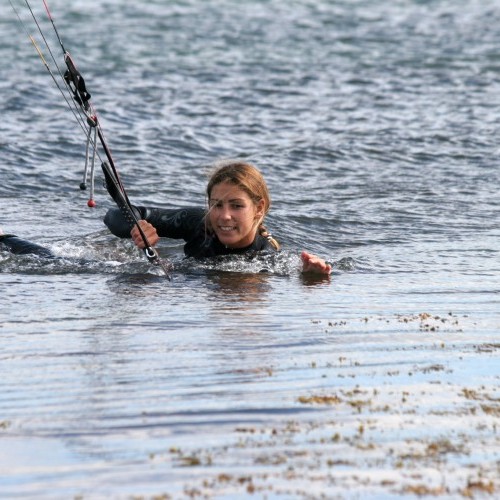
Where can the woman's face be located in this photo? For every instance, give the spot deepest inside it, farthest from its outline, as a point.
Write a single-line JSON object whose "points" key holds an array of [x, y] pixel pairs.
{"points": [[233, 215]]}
--
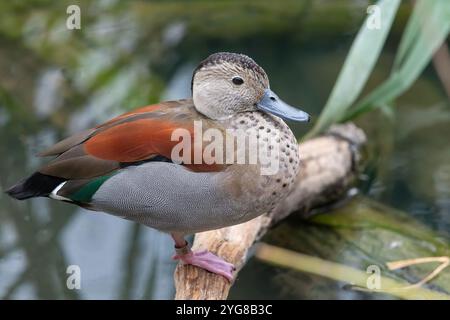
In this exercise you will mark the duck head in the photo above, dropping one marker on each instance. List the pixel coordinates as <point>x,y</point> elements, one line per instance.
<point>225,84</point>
* * *
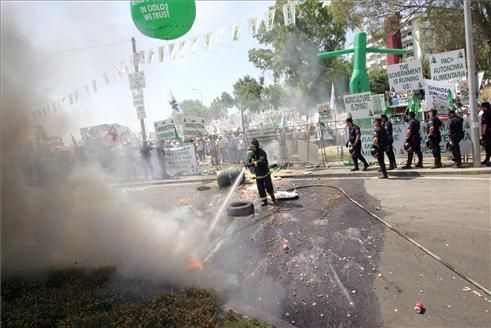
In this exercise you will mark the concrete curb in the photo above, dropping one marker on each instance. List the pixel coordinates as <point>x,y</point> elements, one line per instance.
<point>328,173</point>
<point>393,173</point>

## Exercise brief
Lay out every line of the listing from the one containing "In this exercise you will mark the duck" down to the one containing "<point>225,84</point>" as a Markdown table with the columns Row and Line. Number the rows and leave out blank lines.

## Task answer
| Row | Line |
|---|---|
| 1 | In this exercise you will mark the duck head in the photo above, dropping one marker on each instance. List the pixel coordinates as <point>x,y</point> elements, one line per instance. |
| 2 | <point>225,84</point> |